_What to produce:_
All entries are to be given again verbatim.
═══ Exercise material
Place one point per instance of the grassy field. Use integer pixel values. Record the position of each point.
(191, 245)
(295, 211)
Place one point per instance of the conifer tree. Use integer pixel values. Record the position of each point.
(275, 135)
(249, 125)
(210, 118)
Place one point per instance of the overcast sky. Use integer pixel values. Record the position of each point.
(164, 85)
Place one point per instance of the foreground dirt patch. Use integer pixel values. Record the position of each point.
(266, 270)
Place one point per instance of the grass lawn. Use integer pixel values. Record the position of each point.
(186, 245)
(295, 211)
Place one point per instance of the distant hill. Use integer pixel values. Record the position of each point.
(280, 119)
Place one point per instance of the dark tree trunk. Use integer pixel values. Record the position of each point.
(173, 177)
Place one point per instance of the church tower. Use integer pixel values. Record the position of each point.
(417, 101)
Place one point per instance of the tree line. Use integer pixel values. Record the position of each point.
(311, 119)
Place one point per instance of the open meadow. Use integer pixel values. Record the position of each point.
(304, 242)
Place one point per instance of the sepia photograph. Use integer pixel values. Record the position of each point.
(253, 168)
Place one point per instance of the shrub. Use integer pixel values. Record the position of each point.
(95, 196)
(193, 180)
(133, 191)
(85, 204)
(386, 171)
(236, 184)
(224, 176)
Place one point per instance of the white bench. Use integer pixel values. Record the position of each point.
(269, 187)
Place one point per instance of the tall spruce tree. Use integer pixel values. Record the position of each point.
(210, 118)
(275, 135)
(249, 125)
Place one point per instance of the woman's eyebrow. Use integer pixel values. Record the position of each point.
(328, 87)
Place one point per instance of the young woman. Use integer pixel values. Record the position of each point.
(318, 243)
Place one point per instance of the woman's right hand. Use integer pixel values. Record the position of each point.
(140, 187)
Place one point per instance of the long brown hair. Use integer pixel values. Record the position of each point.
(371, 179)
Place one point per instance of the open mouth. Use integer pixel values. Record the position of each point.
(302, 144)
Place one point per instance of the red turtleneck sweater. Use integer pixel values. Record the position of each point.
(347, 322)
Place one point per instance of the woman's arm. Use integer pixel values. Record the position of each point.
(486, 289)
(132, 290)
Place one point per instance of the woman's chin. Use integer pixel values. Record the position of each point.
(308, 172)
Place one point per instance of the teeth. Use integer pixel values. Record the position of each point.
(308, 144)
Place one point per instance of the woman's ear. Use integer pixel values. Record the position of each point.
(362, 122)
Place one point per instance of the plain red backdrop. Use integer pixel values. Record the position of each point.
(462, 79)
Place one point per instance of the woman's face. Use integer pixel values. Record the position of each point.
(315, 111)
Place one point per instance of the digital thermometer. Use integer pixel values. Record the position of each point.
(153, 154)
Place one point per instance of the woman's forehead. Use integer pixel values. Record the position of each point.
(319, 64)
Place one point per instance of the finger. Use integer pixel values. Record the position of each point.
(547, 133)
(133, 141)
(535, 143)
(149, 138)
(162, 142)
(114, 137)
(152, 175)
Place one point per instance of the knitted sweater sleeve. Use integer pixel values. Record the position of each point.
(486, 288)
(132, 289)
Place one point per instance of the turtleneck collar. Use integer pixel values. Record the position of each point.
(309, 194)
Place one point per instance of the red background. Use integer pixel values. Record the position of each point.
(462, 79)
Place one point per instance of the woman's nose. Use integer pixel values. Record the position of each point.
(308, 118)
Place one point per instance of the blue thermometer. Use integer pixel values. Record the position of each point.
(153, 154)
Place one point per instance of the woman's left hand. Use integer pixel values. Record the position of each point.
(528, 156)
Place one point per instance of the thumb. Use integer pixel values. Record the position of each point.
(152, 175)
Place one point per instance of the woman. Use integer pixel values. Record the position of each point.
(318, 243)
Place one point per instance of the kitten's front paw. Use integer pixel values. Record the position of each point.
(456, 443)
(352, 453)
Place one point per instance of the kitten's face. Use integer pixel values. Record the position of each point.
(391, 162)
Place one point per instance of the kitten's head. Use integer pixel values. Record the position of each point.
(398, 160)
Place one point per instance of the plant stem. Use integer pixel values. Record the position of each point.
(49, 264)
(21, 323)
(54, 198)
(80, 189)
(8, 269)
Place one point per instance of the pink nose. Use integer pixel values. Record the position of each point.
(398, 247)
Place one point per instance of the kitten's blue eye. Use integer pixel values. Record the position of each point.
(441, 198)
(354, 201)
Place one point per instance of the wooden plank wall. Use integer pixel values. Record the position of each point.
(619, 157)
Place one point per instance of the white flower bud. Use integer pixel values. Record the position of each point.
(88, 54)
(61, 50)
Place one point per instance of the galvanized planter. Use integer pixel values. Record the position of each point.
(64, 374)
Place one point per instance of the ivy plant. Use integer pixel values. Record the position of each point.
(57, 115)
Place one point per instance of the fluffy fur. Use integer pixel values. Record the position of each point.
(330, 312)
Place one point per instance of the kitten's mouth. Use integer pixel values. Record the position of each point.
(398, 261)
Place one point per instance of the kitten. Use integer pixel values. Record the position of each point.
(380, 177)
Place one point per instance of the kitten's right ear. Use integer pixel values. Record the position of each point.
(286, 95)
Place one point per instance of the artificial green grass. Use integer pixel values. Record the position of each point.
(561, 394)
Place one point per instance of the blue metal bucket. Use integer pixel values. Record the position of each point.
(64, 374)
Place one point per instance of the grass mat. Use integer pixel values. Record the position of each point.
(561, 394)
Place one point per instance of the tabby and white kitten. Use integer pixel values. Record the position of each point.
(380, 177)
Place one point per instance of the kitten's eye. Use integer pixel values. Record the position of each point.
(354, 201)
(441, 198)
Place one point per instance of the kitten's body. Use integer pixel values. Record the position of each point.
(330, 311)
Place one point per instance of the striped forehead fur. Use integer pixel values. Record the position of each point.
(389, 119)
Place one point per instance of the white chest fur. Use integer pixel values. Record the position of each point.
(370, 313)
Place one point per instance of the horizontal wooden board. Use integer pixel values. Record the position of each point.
══════
_Final result:_
Place one point per instance of the grassy field. Use integer pixel values. Record the position of each point.
(191, 245)
(295, 211)
Place one point per instance of the conifer tree. Use integer pixel values. Record the position of each point.
(275, 135)
(249, 125)
(210, 118)
Place one point per instance of the overcast sky. Use integer pixel values. Record the position of each point.
(164, 85)
Place one point per instance of the foreground dirt patch. Use integer pixel values. Record the position of each point.
(266, 270)
Place one point per instance of the grass lawn. Use integer pixel values. Record the position of each point.
(186, 245)
(295, 211)
Place one point per instance of the distant hill. Use integer pixel values. Record the position of each point.
(280, 119)
Place one point per instance of the dark tree trunk. Use integer pixel values. Record the position of each point.
(173, 177)
Place one point per instance of the church tower. Use integer pixel values. Record the position of each point.
(417, 101)
Place one point per instance of the tree line. Use integer pixel values. Record the position of each point.
(311, 119)
Place one point per instance of the open meadow. Use integer pixel values. Record the position of each point.
(304, 242)
Place one point per instance of the sepia photograph. Use integer pixel values. Record the position of each point.
(253, 168)
Place one point per instance of the shrub. Use integer pixel values. Record the position of each point.
(95, 196)
(193, 180)
(133, 191)
(85, 204)
(386, 171)
(236, 184)
(224, 176)
Place one point per instance of the white bench. Use integer pixel values. Record the position of each point.
(269, 187)
Place one point per instance of the tall spruce tree. Use integer pixel values. Record the position of each point.
(210, 118)
(275, 135)
(249, 125)
Place one point per instance of the woman's eyebrow. Use integer pixel values. Record the position of each point.
(328, 87)
Place one point per instance of the young woman. Use integer pixel values. Record the position of each point.
(318, 243)
Place one point per instance of the woman's right hand. Use integer pixel values. Record the position of each point.
(140, 187)
Place one point per instance of the long brown hair. Use integer pixel values. Record the position of each point.
(371, 179)
Place one point per instance of the open mouth. Use integer pixel values. Record the position of each point.
(302, 144)
Place one point per instance of the red turtleneck sweater. Use integer pixel values. Record the position of each point.
(347, 322)
Place one point per instance of the woman's arm. Use integer pixel values. Record the position of each point.
(486, 289)
(132, 290)
Place one point per instance of the woman's chin. Use integer pixel values. Record the position of each point.
(308, 172)
Place one point per instance of the teeth. Use integer pixel values. Record the position of each point.
(308, 144)
Place one point per instance of the woman's ear. Use integer pixel values. Record the position of each point.
(362, 122)
Place one point per instance of the plain red backdrop. Use integer pixel values. Record the position of each point.
(462, 79)
Place one point per instance of the woman's face. Use integer pixel values. Record the position of each point.
(315, 111)
Place one point per instance of the digital thermometer. Use integer pixel values. Record the position of each point.
(153, 154)
Place one point per instance of the woman's forehead. Use integer pixel values. Record the position of each point.
(319, 64)
Place one point per instance of the finger. Use integer pixel values. Record the position of each point.
(547, 133)
(133, 141)
(535, 143)
(149, 138)
(162, 142)
(114, 137)
(152, 175)
Place one point per instance of the knitted sweater sleeve. Use integer pixel values. Record the position of each point.
(486, 288)
(132, 289)
Place one point per instance of the turtleneck collar. Use integer pixel values. Record the position of each point.
(309, 194)
Place one point per instance of the red background. Use integer pixel values. Record the position of each point.
(462, 79)
Place one point per instance of the woman's nose. Use integer pixel values. Record the position of each point.
(308, 118)
Place one point per instance of the blue thermometer. Use integer pixel values. Record the position of each point.
(153, 154)
Place one point per instance of the woman's left hand. Use integer pixel values. Record the position of each point.
(528, 156)
Place one point per instance of the thumb. Use integer pixel values. Record the position of each point.
(152, 175)
Place one point per instance of the woman. Use integer pixel values. Record the position of each point.
(318, 243)
Place one point per instance of the kitten's front paw. Use integer pixel values. Record the position of each point.
(456, 443)
(352, 453)
Place one point per instance of the kitten's face. Use integer pixel values. Record the position of each point.
(391, 162)
Place one point per instance of the kitten's head. Use integer pixel values. Record the position of each point.
(398, 160)
Place one point per instance of the plant stem. Use integer pixel values. Record the position of each point.
(49, 264)
(21, 323)
(54, 198)
(80, 189)
(8, 269)
Place one point per instance of the pink nose. Use integer pixel values. Record the position of each point.
(398, 247)
Place one point per instance of the kitten's blue eye. Use integer pixel values. Record the position of each point.
(441, 198)
(354, 201)
Place one point per instance of the wooden plank wall. Use integer pixel values. Record the position of each point.
(619, 157)
Place one point per instance of the white flower bud. Use integer pixel values. Record the position of each point.
(88, 54)
(61, 50)
Place one point per instance of the galvanized planter. Use integer pixel values. Record the position of each point.
(64, 374)
Place one point per instance of the ivy plant. Use integer pixel values. Record the position of each point.
(57, 115)
Place one point per instance of the fluffy fur. Use integer pixel values. Record the position of each point.
(330, 312)
Place one point per instance of the kitten's mouth. Use integer pixel values. Record the position of each point.
(398, 261)
Place one point per instance of the kitten. Use integer pixel values. Record the position of each point.
(380, 177)
Place one point per instance of the kitten's right ear. Use integer pixel values. Record the position of each point.
(286, 95)
Place one point per instance of the artificial green grass. Use integer pixel values. Record the position of each point.
(561, 394)
Place one point per instance of the blue metal bucket. Use integer pixel values. Record the position of each point.
(64, 374)
Place one point per instance of the grass mat. Use integer pixel values. Record the position of each point.
(561, 394)
Place one point per instance of the tabby and white kitten. Use integer pixel values. Record the position of each point.
(380, 177)
Place one point per instance of the kitten's eye. Use integer pixel values. Record the position of each point.
(354, 201)
(441, 198)
Place one point per instance of the kitten's body. Use integer pixel values. Record the position of each point.
(330, 311)
Place one point per instance of the striped forehead fur. Use integer pixel values. Record the position of each point.
(389, 119)
Place one point per instance of the white chest fur. Use integer pixel values. Record the position of each point.
(370, 313)
Place one point per instance of the horizontal wooden board. Use integer pixel values. Record the position of each point.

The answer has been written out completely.